Tarefa do exercício A ::
Responda com base no texto sobre o governo Chávez e o cristianismo:
(i) Segundo o primeiro parágrafo, que projeto foi deixado de lado pelo neoliberalismo dos anos 80 e 90?
(ii) Em que ano Hugo Chávez liderou a tentativa fracassada de golpe?
(iii) Em que eleições Chávez venceu no primeiro turno?
Tarefa do exercício B :: Por favor, repita sem alterações o trecho do texto sobre o governo Chávez e o cristianismo, tudo desde "Qualquer que seja" até "cristãs nessas tendências.", inclusive.

Key words: Venezuela, Hugo Chávez, Catholic Church, Evangelical movement.

O Governo Chávez e o Cristianismo

Qualquer que seja a opinião que se tenha sobre o presidente da Venezuela Hugo Chávez e seu governo, se concorda, sem sombra de dúvidas, que esse governo se distingue dos anteriores por duas importantes tendências. Primeiro, representa um retorno, dessa vez facilitado por um discurso revolucionário de esquerda, de um projeto, deixado de lado pelo neoliberalismo dos anos 80 e 90, de construção nacional capitaneada pelo Estado (Ellner e Hellinger 2003; McCoy e Myers 2004; Smilde 2008). Segundo, representa um movimento voltado para estreitar bem mais o relacionamento entre Estado e sociedade do que ocorria no período neoliberal. Neste artigo, lançarei um olhar sobre o envolvimento das igrejas cristãs nessas tendências.

Hugo Chávez emergiu no cenário nacional e internacional quando liderou uma tentativa fracassada de golpe em 1992, contra o governo de Carlos Andrés Perez, e foi subsequentemente para a cadeia por dois anos. Quando solto em 1994, começou a criar um movimento, e como qualquer político de oposição tentando criar uma base, incorporou novos atores políticos e sociais, incluindo as igrejas e movimentos religiosos (Smilde 2004). No processo, Chávez se agarrou a qualquer discurso moral disponível com o qual pudesse denunciar a elite política tecnocrática e corrupta no controle do Estado. Reuniu discursos esquerdistas, "terceiro-mundistas", nacionalistas, bolivarianistas, neofascistas, feministas, pan-indigenistas, afro-venezuelanos e, mais interessante ainda para os nossos propósitos, discursos cristãos. Um olhar sobre os discursos de Chávez deste período, nos permite perceber que a totalidade de seus discursos são uma bricolagem de referências culturais e simbólicas, e esta é uma das características de sua fala que lhe dá tamanho poder retórico. Chávez venceu as eleições de 1998 no primeiro turno, mas ao contrário de alguns políticos que rapidamente esquecem os atores políticos e sociais não-tradicionais que cortejaram, Chávez continuou a buscar os grupos religiosos. Além disso, continua até hoje a fazer referências e usar o imaginário e símbolos do catolicismo progressista e especialmente do protestantismo evangélico.

Registros sobre a localização de coisas nomeadas ::
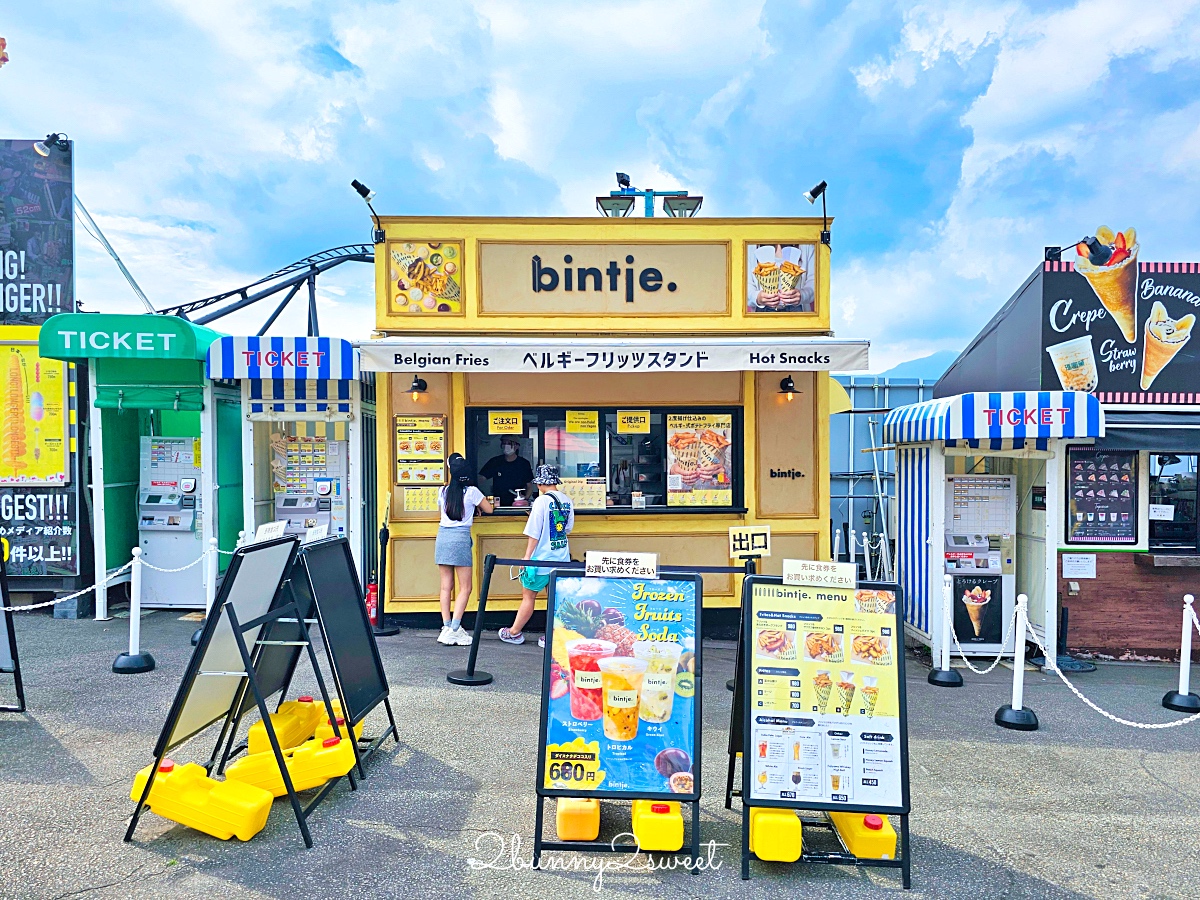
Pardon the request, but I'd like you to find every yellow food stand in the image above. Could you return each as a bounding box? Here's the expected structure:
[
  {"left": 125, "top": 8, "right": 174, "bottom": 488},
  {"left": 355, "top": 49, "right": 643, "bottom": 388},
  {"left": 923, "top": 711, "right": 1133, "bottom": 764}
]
[{"left": 358, "top": 217, "right": 868, "bottom": 613}]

Resposta escrita A ::
(i) Um projeto de construção nacional capitaneada pelo Estado.
(ii) Em 1992.
(iii) Nas eleições de 1998.

Resposta escrita B ::
Qualquer que seja a opinião que se tenha sobre o presidente da Venezuela Hugo Chávez e seu governo, se concorda, sem sombra de dúvidas, que esse governo se distingue dos anteriores por duas importantes tendências. Primeiro, representa um retorno, dessa vez facilitado por um discurso revolucionário de esquerda, de um projeto, deixado de lado pelo neoliberalismo dos anos 80 e 90, de construção nacional capitaneada pelo Estado (Ellner e Hellinger 2003; McCoy e Myers 2004; Smilde 2008). Segundo, representa um movimento voltado para estreitar bem mais o relacionamento entre Estado e sociedade do que ocorria no período neoliberal. Neste artigo, lançarei um olhar sobre o envolvimento das igrejas cristãs nessas tendências.